- _Work required_
Rewrite every line of all the items below as a single numbered list, leaving out any blank lines.

- _Provided data_
--------------------------------------------------

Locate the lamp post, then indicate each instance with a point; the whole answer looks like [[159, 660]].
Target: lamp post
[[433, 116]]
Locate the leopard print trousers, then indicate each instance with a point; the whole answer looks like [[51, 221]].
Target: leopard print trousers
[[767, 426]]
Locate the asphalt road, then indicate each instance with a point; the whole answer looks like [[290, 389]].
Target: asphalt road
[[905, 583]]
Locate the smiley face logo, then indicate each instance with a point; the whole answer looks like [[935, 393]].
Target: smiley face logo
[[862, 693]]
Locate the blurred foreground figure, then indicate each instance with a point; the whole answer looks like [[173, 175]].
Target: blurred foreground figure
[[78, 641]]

--------------------------------------------------

- _Result_
1. Locate the lamp post, then indicate each instance with a point; the whole answer looks like [[159, 660]].
2. Target: lamp post
3. [[433, 116]]
4. Locate the leopard print trousers, then indicate each instance with a point; the whole answer looks like [[51, 221]].
5. Target: leopard print trousers
6. [[767, 426]]
7. Locate the asphalt road, then indicate each instance with a point; the whole answer looks like [[290, 389]].
8. Target: asphalt road
9. [[905, 583]]
10. Locate the smiley face logo, then indicate each instance with a point; the whole answer looks like [[935, 393]].
11. Target: smiley face logo
12. [[862, 693]]
13. Locate the blurred foreground figure, then indicate each instance with a point; the whole answer looks like [[173, 175]].
14. Target: blurred foreground figure
15. [[78, 641]]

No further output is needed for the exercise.